* [DESCRIPTION OF THE TASK]:
With the exception of the pictures, transcribe the entire listing exactly.

### DATA ###

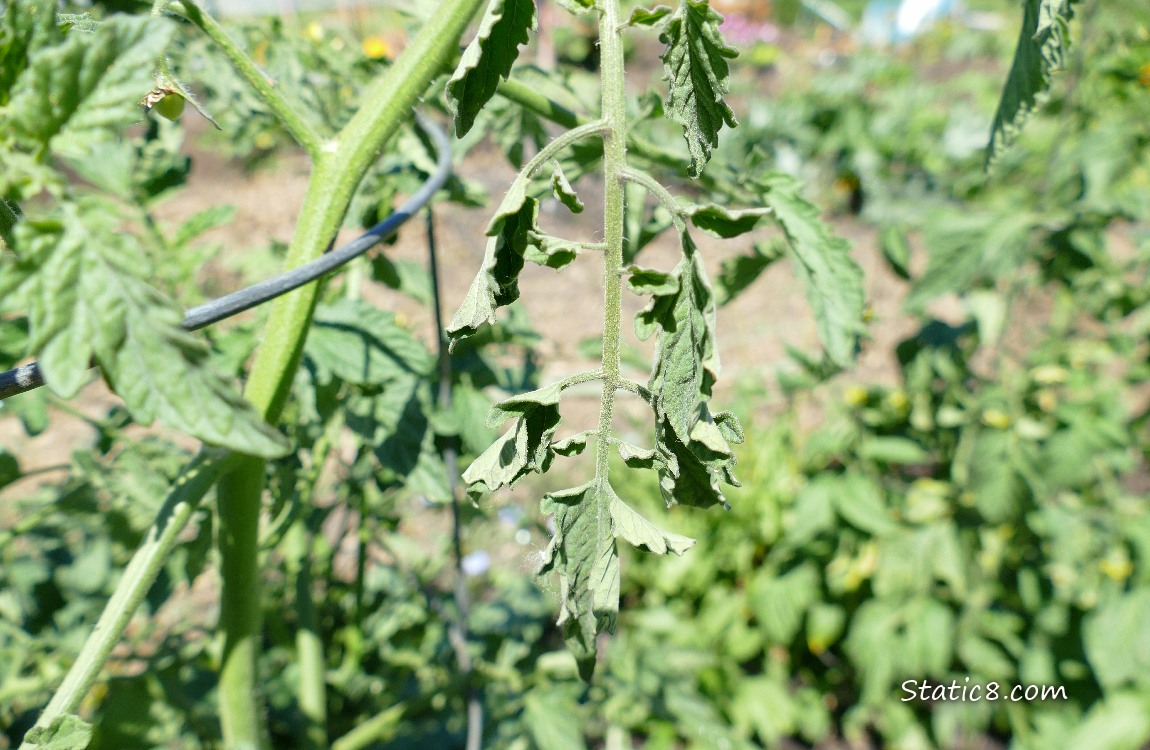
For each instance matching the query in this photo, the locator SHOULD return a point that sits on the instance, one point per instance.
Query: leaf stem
(152, 555)
(288, 112)
(631, 387)
(338, 167)
(561, 142)
(660, 193)
(541, 105)
(614, 163)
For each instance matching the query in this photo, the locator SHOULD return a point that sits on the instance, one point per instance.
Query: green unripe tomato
(170, 106)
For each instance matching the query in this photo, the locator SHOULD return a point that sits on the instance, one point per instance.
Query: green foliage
(488, 59)
(691, 451)
(696, 70)
(979, 520)
(1041, 52)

###

* [FINISHED TASK]:
For each instance matching the query in this photo, the locator SHOULD return a point that sits on the instance, one point per instance.
Query: leaf stem
(152, 555)
(288, 112)
(631, 387)
(338, 167)
(561, 142)
(660, 193)
(541, 105)
(614, 163)
For each instance matching the query in this photo, the locator SHOULD return a point that sits on the instance, one point per instance.
Query: green unripe tomato
(170, 106)
For each instance matching the query in this photo, the locator SHOULD return a point that sits on the instance, one point per instance.
Query: green foliage
(488, 59)
(691, 451)
(696, 70)
(979, 520)
(1041, 52)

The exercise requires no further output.